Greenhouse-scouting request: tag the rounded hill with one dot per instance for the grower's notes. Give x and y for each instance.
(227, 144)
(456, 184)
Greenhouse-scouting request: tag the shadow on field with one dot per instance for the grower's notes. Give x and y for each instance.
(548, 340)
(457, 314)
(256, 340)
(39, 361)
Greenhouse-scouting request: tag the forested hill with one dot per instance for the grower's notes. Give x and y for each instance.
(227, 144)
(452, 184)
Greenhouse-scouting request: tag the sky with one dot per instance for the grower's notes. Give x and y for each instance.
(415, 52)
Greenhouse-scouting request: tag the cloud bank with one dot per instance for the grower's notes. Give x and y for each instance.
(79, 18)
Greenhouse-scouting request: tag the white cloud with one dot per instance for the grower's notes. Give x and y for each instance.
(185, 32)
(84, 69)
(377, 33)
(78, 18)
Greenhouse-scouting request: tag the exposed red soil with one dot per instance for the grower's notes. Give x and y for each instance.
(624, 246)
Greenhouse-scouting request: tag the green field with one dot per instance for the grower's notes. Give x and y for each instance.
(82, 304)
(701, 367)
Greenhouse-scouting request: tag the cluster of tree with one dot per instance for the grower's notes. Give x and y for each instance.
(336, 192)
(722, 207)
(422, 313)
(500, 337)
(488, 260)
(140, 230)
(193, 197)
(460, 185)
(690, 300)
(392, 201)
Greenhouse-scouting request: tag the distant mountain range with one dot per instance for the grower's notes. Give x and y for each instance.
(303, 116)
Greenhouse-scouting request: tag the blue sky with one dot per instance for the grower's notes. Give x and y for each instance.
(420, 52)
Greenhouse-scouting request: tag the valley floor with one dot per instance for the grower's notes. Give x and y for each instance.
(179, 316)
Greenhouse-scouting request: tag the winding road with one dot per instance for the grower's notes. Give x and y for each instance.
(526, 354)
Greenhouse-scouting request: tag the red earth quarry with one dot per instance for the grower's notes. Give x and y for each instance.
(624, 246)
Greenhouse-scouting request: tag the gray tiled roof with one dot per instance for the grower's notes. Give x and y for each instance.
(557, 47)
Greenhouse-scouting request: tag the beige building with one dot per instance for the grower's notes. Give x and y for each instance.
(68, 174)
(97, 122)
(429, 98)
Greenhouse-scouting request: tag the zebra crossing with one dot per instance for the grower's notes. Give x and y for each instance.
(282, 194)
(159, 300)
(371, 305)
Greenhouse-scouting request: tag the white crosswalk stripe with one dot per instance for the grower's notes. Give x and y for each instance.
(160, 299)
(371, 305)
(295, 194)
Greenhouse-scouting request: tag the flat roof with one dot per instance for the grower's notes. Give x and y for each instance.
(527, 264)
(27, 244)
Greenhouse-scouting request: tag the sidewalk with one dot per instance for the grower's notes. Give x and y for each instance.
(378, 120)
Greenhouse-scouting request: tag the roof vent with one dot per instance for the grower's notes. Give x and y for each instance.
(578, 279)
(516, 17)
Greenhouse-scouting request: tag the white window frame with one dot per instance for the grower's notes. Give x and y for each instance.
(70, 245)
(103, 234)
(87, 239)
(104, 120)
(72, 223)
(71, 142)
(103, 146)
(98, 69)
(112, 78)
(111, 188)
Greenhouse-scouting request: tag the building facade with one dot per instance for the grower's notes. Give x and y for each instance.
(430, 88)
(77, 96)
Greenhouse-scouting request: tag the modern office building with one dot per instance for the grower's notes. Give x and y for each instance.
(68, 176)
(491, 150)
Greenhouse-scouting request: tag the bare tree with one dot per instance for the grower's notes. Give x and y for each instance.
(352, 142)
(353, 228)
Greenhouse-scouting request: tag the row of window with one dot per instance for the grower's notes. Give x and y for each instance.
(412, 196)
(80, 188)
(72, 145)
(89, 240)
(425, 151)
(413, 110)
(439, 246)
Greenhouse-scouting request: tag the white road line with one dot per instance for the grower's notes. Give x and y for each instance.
▬▬▬
● Work instructions:
Begin at the line that contains "Greenhouse-scouting request: tag the white window" and go through the last line above, writing each line out again, requests included. Shift every x and y coordinate in the answers up by 48.

● Problem solution:
Greenhouse-scouting request: tag the white window frame with one dot per instance for the grower's notes. Give x and y for each instance.
(118, 293)
(151, 282)
(135, 287)
(152, 168)
(120, 271)
(119, 190)
(151, 194)
(146, 117)
(160, 126)
(159, 236)
Greenhouse-scouting request: tag the building facade with one dot per instance for the grower's notes. Give x and y for each instance.
(478, 136)
(125, 144)
Greenhouse-scouting request: tag the modern office building with one dot per instance for the grower's notes. Give x and y for each instance.
(116, 224)
(539, 198)
Greenhouse-scouting request: tag the bare tree with one dot per instance for the grower's notes. Give x and y for each instance.
(400, 190)
(401, 276)
Greenhouse-scouting request: tag the row of window with one dot per instance for the grower's notes. Give x and y for each instance.
(460, 244)
(128, 236)
(120, 193)
(137, 288)
(473, 199)
(461, 158)
(487, 294)
Greenhouse-scouting request: tag the white road line with one dot per instance for the grower's notes. Give x and y for each instance.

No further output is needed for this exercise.